___ Dataset

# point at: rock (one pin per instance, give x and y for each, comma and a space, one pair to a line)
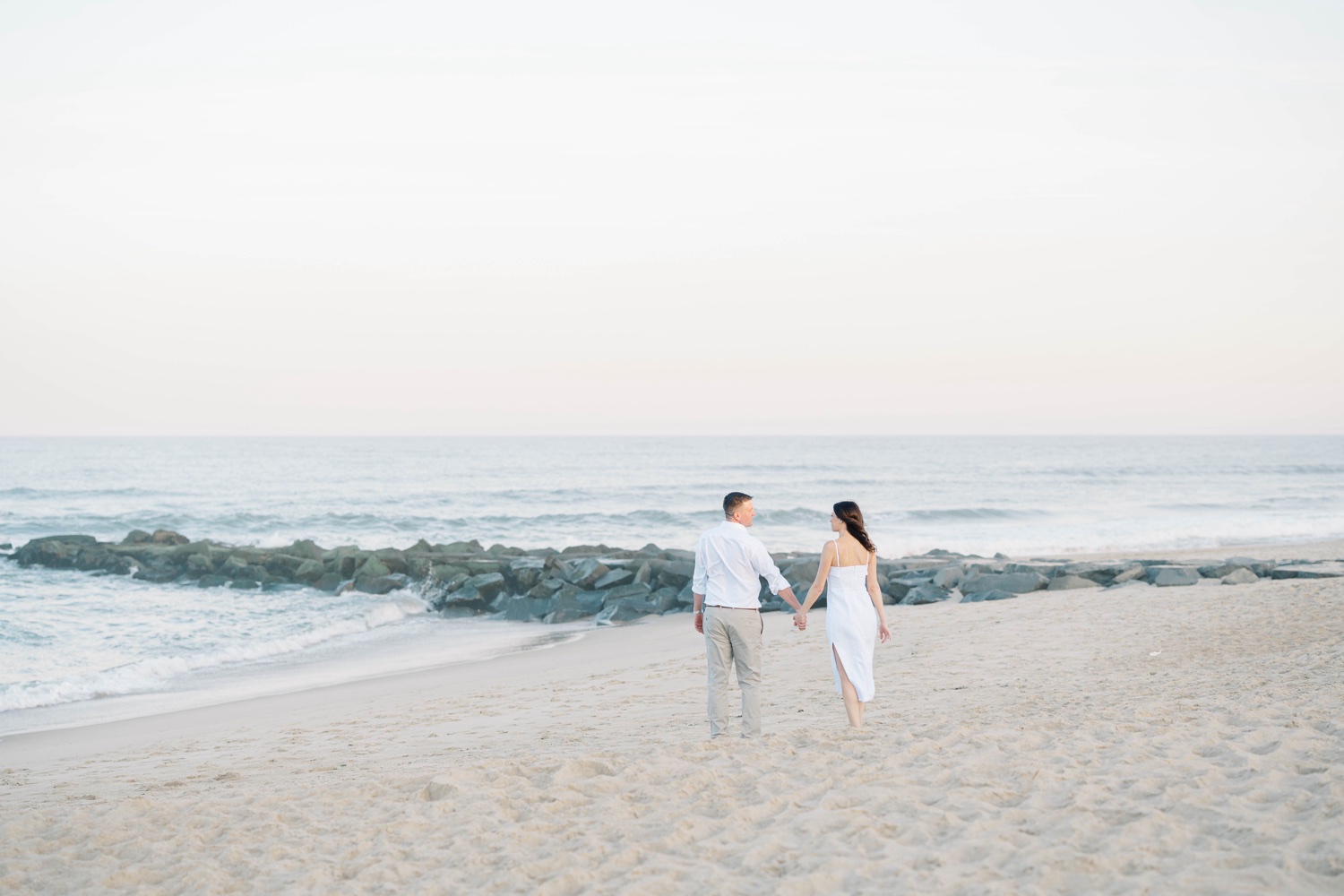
1167, 576
582, 573
547, 589
526, 608
158, 573
625, 610
666, 599
328, 582
1013, 582
234, 565
583, 603
282, 565
168, 536
488, 584
56, 551
1099, 573
1219, 570
556, 616
448, 571
613, 578
994, 594
895, 591
309, 571
1241, 575
199, 564
925, 594
1069, 582
382, 584
948, 576
676, 573
1132, 573
375, 568
524, 573
624, 592
1260, 567
306, 549
392, 559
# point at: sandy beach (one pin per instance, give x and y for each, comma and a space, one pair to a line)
1121, 740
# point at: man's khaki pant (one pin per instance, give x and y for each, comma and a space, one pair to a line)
733, 637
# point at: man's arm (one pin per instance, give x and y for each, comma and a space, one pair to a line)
771, 573
699, 582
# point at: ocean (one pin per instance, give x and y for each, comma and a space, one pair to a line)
78, 648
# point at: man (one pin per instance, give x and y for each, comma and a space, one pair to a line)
728, 565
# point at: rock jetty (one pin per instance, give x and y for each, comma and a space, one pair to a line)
612, 584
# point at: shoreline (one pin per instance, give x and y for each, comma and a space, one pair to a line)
1161, 739
225, 688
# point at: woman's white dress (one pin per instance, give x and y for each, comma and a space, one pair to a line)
851, 626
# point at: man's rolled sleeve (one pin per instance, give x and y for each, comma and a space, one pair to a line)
701, 578
769, 571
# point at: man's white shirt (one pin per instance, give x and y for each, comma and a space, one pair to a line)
728, 565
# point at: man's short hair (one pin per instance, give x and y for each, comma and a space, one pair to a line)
733, 500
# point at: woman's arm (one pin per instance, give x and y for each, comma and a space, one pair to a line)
820, 582
875, 595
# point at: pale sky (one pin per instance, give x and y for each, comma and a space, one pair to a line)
424, 218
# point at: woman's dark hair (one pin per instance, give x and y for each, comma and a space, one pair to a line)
852, 519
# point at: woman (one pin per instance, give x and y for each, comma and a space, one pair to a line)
855, 616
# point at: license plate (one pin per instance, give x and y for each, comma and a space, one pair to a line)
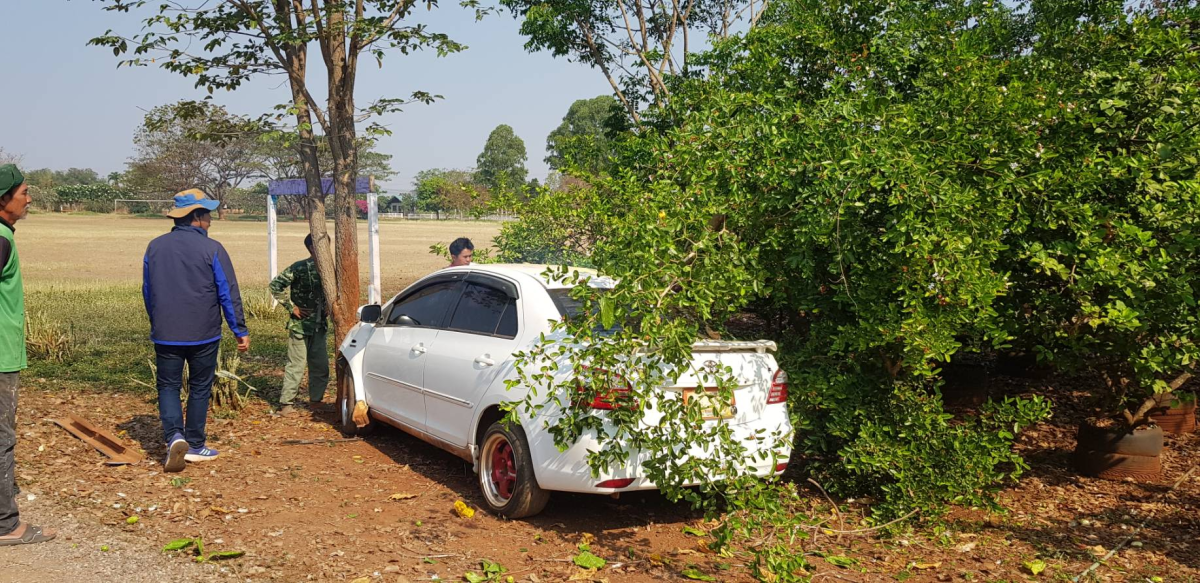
712, 406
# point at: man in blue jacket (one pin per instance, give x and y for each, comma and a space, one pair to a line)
187, 283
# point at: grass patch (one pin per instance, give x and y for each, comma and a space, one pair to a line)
111, 350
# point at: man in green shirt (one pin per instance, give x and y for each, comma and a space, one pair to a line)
306, 330
13, 206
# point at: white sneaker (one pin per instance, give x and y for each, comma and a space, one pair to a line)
201, 455
177, 452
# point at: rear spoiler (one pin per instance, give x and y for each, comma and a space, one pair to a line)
735, 347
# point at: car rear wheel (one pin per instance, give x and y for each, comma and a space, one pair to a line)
505, 473
346, 403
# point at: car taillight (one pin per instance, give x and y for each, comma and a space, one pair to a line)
616, 395
621, 482
778, 392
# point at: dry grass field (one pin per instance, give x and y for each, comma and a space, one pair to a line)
106, 250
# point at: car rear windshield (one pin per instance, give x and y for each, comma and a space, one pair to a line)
570, 308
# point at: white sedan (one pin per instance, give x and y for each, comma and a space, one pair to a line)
433, 361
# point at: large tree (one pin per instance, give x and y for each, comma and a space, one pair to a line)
442, 190
171, 154
226, 43
582, 140
7, 157
635, 43
501, 166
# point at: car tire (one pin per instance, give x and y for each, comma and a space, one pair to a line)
505, 473
346, 403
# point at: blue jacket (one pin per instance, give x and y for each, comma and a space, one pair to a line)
187, 282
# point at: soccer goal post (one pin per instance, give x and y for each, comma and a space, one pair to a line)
142, 206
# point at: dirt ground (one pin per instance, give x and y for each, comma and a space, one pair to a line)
51, 246
331, 512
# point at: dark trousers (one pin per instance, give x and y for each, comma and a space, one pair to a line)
202, 366
10, 518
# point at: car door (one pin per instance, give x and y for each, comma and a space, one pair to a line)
396, 354
471, 353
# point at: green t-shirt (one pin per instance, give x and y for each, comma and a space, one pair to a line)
12, 310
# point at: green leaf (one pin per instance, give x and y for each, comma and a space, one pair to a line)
607, 318
178, 545
588, 560
226, 554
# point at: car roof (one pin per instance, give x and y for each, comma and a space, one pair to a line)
532, 270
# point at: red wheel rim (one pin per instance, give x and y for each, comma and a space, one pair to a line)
504, 472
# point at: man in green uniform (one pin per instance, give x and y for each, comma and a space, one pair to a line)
13, 206
306, 330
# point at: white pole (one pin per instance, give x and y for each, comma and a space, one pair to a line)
273, 260
375, 290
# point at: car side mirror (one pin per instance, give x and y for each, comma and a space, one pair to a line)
370, 313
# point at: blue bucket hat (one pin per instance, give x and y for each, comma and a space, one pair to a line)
191, 199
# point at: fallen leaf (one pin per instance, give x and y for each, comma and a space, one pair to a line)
840, 560
178, 545
588, 560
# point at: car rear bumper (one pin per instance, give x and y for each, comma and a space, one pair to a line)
569, 472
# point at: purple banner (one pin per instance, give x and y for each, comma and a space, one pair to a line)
292, 187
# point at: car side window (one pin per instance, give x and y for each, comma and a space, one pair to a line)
485, 310
425, 307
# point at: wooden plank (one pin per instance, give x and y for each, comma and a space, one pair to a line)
108, 444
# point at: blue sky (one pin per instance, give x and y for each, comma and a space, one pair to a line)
65, 104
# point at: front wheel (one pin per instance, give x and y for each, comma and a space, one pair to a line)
505, 473
346, 403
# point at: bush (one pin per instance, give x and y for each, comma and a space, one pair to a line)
897, 184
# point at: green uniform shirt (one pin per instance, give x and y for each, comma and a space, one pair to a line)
306, 294
12, 308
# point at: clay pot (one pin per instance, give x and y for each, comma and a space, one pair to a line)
1116, 454
1179, 419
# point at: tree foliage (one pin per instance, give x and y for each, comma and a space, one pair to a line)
172, 154
501, 166
636, 43
223, 44
582, 140
438, 190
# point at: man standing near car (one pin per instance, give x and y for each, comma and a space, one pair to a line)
15, 202
462, 251
187, 283
298, 289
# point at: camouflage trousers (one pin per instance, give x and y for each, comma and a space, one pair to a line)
311, 352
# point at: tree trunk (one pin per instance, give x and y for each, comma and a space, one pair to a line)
341, 134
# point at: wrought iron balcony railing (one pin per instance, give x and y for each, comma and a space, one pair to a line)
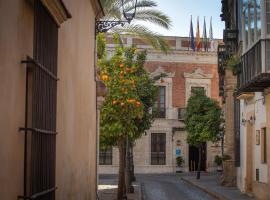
255, 68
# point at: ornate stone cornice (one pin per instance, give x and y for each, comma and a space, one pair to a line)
160, 70
58, 10
198, 74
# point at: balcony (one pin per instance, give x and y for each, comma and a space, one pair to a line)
222, 55
255, 68
181, 114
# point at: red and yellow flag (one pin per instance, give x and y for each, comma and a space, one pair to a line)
198, 38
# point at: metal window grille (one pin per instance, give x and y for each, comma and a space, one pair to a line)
237, 131
181, 114
263, 146
40, 116
159, 109
105, 156
194, 89
158, 148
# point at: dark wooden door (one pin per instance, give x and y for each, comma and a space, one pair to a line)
40, 122
194, 158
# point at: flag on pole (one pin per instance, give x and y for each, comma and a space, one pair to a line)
205, 40
198, 38
211, 38
191, 36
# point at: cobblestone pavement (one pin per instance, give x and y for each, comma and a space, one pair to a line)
107, 188
169, 187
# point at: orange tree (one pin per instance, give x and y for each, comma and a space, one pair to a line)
131, 93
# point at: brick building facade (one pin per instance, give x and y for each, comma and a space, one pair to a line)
157, 150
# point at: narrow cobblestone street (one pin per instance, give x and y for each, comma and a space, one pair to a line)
154, 187
169, 187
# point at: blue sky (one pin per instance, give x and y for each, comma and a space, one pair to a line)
181, 10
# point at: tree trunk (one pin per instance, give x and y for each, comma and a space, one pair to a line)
129, 186
133, 178
121, 192
200, 162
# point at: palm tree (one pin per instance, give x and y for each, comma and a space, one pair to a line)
146, 12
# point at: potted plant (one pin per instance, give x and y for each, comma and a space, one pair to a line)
218, 160
179, 162
233, 63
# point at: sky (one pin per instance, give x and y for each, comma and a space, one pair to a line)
180, 12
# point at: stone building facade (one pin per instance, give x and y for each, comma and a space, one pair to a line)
250, 99
157, 150
48, 136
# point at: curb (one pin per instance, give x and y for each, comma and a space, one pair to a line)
211, 193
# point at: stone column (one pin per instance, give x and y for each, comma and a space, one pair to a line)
229, 171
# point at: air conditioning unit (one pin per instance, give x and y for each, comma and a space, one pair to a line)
181, 114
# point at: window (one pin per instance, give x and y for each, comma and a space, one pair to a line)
245, 19
267, 2
263, 145
158, 149
105, 156
258, 17
251, 13
194, 89
159, 109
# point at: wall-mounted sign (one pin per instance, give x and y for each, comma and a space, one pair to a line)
178, 152
258, 138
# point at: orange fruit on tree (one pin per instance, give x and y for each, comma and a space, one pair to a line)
104, 77
138, 104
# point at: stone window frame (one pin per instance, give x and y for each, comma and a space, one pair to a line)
165, 150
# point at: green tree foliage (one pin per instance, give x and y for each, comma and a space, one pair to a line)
131, 94
203, 119
146, 12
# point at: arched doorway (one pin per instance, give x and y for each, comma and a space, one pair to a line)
194, 158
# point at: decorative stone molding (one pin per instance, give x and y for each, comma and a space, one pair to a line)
58, 10
197, 79
246, 96
198, 74
160, 70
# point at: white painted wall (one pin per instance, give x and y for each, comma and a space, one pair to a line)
260, 122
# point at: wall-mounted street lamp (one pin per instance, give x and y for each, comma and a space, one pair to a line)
129, 13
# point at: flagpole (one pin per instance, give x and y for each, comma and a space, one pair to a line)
189, 41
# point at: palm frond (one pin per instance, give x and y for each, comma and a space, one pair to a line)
154, 16
142, 4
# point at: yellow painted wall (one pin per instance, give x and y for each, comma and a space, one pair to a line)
76, 103
76, 112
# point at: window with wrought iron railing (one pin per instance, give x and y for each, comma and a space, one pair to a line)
105, 156
158, 148
159, 108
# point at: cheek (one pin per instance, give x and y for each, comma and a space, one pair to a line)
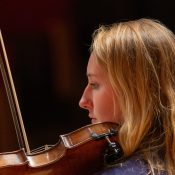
104, 109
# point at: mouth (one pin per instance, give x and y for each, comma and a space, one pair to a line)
93, 119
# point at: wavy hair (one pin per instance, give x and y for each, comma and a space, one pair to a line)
139, 57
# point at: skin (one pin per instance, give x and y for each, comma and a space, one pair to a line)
98, 97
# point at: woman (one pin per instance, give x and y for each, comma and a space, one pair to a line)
131, 81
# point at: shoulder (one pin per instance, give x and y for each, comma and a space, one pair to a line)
132, 166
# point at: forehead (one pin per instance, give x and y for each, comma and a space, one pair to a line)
94, 69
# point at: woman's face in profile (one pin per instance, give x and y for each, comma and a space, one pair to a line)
98, 97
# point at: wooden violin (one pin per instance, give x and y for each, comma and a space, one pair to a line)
83, 151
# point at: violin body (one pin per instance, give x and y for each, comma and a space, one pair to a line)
75, 153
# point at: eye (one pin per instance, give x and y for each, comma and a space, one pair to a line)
94, 85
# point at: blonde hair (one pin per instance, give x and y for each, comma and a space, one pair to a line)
139, 57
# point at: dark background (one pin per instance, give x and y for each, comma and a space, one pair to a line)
47, 43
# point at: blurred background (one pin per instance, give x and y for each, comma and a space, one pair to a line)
47, 43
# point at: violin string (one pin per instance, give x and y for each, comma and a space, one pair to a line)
12, 108
13, 92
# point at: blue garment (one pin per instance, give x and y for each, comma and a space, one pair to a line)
132, 166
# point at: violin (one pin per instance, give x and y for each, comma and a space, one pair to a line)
83, 151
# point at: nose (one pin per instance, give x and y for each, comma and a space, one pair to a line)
85, 101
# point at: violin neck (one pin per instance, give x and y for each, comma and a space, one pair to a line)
11, 105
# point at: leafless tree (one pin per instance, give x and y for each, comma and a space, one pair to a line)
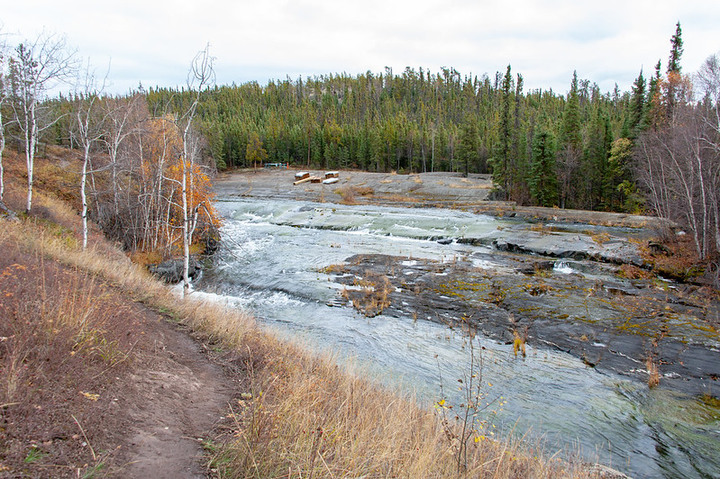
3, 97
678, 161
35, 67
88, 130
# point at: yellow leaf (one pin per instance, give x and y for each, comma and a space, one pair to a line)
90, 396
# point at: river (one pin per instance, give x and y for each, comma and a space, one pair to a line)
272, 263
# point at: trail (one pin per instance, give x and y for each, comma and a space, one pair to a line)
176, 396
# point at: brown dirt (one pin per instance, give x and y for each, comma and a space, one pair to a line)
151, 411
415, 190
93, 383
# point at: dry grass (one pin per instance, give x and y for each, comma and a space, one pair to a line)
349, 194
300, 416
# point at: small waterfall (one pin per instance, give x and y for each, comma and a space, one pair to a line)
563, 267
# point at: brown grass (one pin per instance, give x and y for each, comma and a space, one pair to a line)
300, 416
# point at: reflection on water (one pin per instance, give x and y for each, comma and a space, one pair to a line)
271, 261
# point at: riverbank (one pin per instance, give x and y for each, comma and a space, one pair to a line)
634, 323
421, 190
107, 381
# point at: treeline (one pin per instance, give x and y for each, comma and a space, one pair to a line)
653, 149
421, 121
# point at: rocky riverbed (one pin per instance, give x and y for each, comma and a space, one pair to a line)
574, 281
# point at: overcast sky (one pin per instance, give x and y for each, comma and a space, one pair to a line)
153, 41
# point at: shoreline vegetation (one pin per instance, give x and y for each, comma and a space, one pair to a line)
293, 414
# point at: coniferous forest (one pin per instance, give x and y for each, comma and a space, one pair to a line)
654, 149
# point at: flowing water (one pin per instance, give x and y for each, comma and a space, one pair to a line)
271, 264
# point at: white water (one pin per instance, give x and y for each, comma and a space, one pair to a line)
273, 252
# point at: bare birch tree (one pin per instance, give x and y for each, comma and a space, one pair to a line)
678, 161
35, 68
3, 97
88, 131
200, 76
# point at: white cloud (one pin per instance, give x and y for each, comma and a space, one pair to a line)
153, 41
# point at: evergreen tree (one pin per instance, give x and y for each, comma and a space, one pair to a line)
468, 148
673, 70
543, 180
676, 51
636, 116
501, 163
570, 147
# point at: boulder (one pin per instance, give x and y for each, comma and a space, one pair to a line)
171, 271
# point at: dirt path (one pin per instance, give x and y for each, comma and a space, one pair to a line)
176, 396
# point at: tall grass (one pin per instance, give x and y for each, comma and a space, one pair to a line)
298, 415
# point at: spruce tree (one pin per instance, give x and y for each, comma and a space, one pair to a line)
636, 116
676, 51
673, 70
543, 181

______

(Goal of the exercise)
Repeat, word for word, every line from the line that contains "# point at: dirt path" to the end of the entries; include both of those lines and no others.

(Response for this exercise)
# point at: dirt path (one pin per instance, give x and y for each, comma and a space, one pair to a line)
176, 396
# point at: tall grass (one pin per instance, give x and y for each, comma and a space, one pair to a line)
298, 415
# point at: spruce tree (one pin per instance, give x and y for each, comma and a space, one pair to a line)
636, 116
676, 51
673, 70
543, 181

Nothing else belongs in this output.